Top of Record extracts

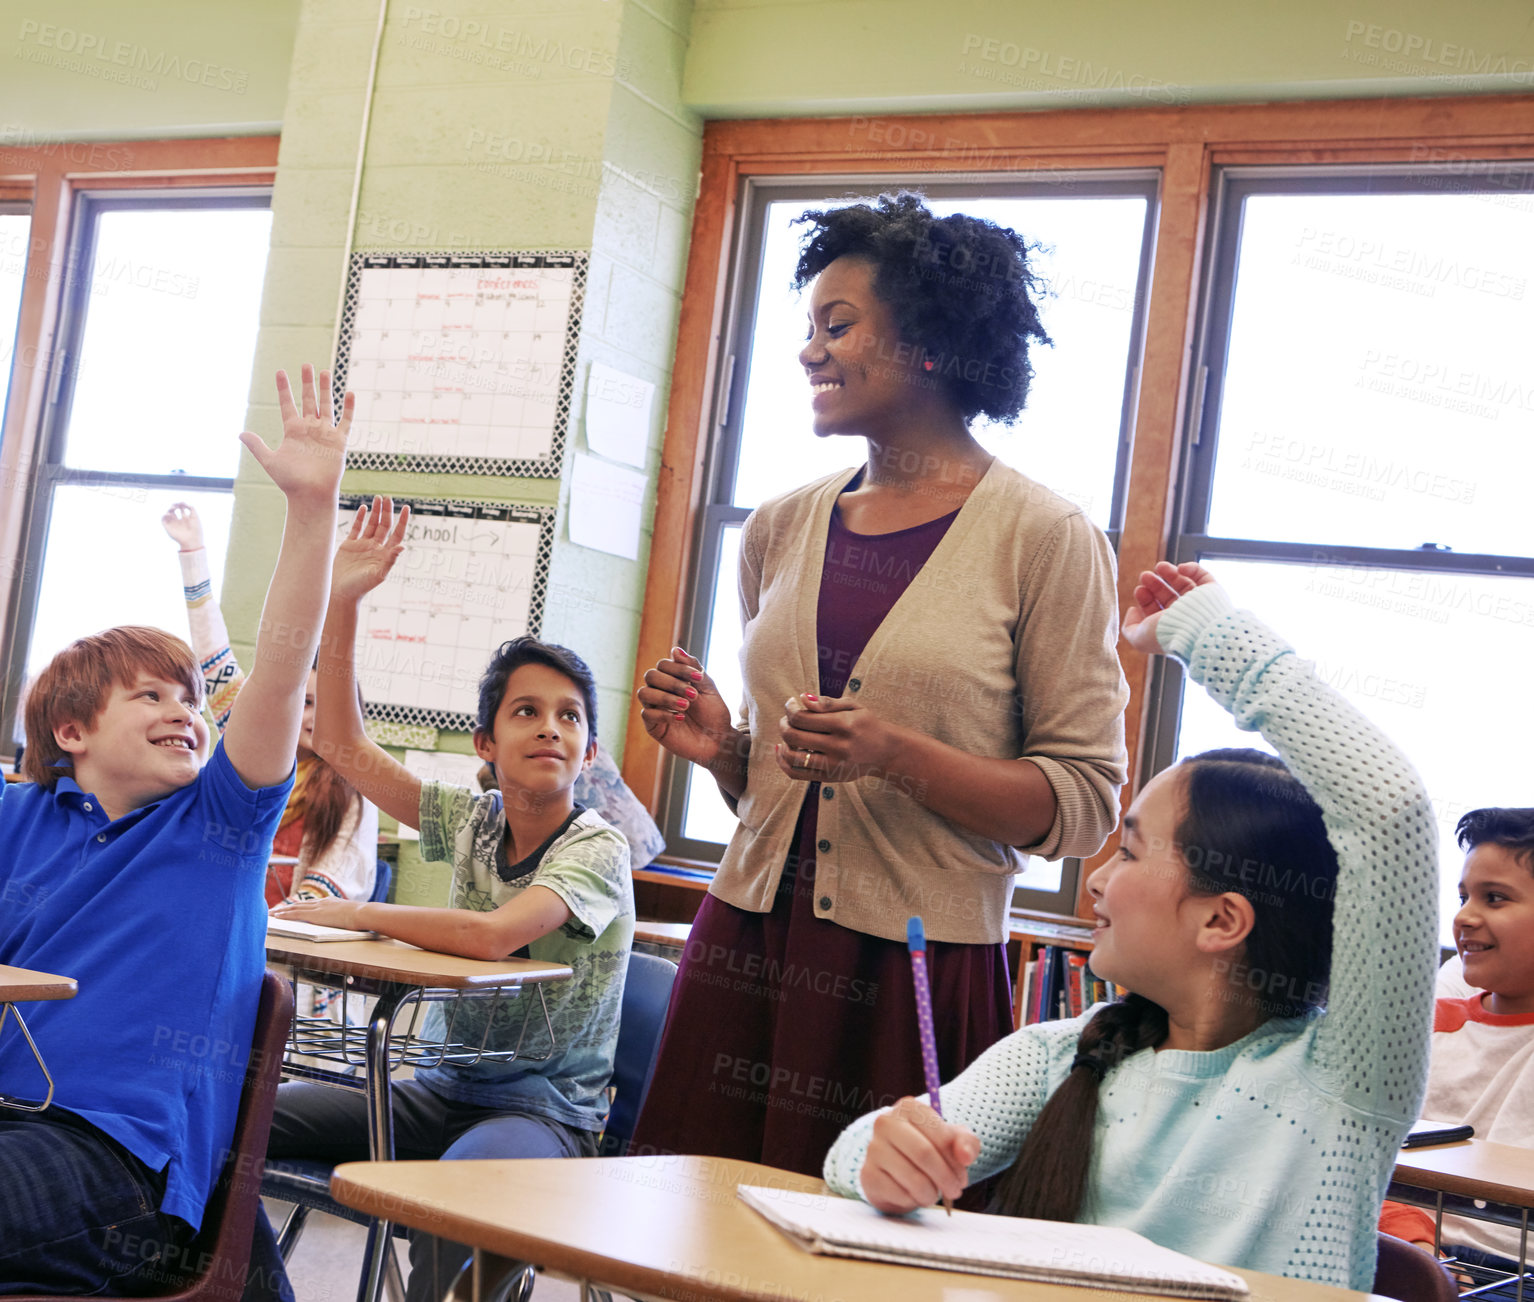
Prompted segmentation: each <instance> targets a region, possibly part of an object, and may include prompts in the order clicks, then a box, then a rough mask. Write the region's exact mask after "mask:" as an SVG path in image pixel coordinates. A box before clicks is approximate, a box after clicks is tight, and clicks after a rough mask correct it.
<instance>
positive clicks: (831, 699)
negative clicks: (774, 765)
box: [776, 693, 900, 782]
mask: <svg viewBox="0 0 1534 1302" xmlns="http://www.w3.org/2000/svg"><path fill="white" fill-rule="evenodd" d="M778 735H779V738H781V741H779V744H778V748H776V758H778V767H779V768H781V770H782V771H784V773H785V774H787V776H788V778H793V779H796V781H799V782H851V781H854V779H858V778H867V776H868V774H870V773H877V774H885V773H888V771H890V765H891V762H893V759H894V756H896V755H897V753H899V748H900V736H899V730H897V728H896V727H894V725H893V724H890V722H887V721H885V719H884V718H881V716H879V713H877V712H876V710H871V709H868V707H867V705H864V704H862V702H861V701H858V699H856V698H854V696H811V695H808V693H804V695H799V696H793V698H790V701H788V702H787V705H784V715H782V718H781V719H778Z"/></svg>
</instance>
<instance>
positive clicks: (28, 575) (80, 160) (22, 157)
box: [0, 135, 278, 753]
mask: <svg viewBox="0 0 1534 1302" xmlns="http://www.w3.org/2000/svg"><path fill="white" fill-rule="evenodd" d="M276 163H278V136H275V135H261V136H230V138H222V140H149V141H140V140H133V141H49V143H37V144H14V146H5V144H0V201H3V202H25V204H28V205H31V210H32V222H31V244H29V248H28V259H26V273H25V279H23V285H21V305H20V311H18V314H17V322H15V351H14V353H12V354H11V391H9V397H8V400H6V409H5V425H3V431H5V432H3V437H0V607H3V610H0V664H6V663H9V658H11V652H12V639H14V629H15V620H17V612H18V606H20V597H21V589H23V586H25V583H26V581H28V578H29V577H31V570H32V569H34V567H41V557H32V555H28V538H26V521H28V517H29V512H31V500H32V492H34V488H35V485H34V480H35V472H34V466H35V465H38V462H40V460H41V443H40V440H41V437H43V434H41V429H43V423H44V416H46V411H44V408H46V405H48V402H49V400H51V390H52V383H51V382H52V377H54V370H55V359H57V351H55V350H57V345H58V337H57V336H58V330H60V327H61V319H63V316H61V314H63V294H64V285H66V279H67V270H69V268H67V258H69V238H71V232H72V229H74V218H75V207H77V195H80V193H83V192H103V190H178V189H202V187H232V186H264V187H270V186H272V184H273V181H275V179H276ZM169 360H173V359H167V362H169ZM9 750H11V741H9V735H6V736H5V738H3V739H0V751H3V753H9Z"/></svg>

Bottom of Record extracts

### [What you have to do]
Write the entries out in full and exactly, omitting every picture.

### [Answer]
Prompted segmentation: each <instance> targets a region, possibly part of an object, and may include prompts in the order clicks, then a box, then a rough mask. Write the region's exact mask after "mask:" as an SVG path in image pixel coordinates. A box before clicks is approximate, a box after clicks is tight, and clicks after a rough mask correct it.
<instance>
positive clicks: (831, 699)
negative clicks: (774, 765)
box: [776, 693, 900, 782]
mask: <svg viewBox="0 0 1534 1302" xmlns="http://www.w3.org/2000/svg"><path fill="white" fill-rule="evenodd" d="M778 735H779V738H781V741H779V744H778V748H776V758H778V767H779V768H781V770H782V771H784V773H785V774H787V776H788V778H793V779H796V781H799V782H851V781H854V779H858V778H867V776H868V774H870V773H877V774H885V773H888V771H890V765H891V762H893V759H894V756H896V755H897V753H899V748H900V736H899V730H897V728H896V727H894V725H893V724H890V722H887V721H885V719H884V718H881V716H879V713H877V712H876V710H871V709H868V707H867V705H864V704H862V702H861V701H858V699H856V698H854V696H811V695H808V693H804V695H799V696H793V698H790V701H788V702H787V705H784V715H782V718H781V719H778Z"/></svg>
</instance>
<instance>
positive clicks: (28, 575) (80, 160) (22, 157)
box: [0, 135, 278, 753]
mask: <svg viewBox="0 0 1534 1302" xmlns="http://www.w3.org/2000/svg"><path fill="white" fill-rule="evenodd" d="M276 163H278V136H275V135H261V136H230V138H222V140H149V141H140V140H133V141H49V143H37V144H14V146H5V144H0V201H3V202H25V204H28V205H31V210H32V222H31V244H29V248H28V259H26V273H25V279H23V285H21V305H20V311H18V314H17V322H15V351H14V353H12V354H11V391H9V397H8V400H6V409H5V425H3V431H5V432H3V437H0V607H3V610H0V664H6V663H9V658H11V652H12V639H14V629H15V620H17V612H18V606H20V597H21V589H23V586H25V583H26V581H28V578H29V577H31V570H32V569H34V567H41V557H32V555H28V538H26V521H28V517H29V512H31V500H32V492H34V488H35V485H34V480H35V472H34V466H35V465H38V462H40V460H41V443H40V440H41V437H43V434H41V429H43V423H44V416H46V411H44V408H46V405H48V402H49V400H51V390H52V383H51V382H52V377H54V370H55V359H57V351H55V350H57V345H58V337H57V336H58V330H60V327H61V319H63V316H61V314H63V294H64V285H66V279H67V270H69V268H67V258H69V238H71V232H72V229H74V218H75V207H77V195H80V193H83V192H103V190H178V189H202V187H232V186H264V187H270V186H272V184H273V181H275V179H276ZM169 360H173V359H167V362H169ZM9 750H11V741H9V735H6V736H5V738H3V739H0V751H3V753H9Z"/></svg>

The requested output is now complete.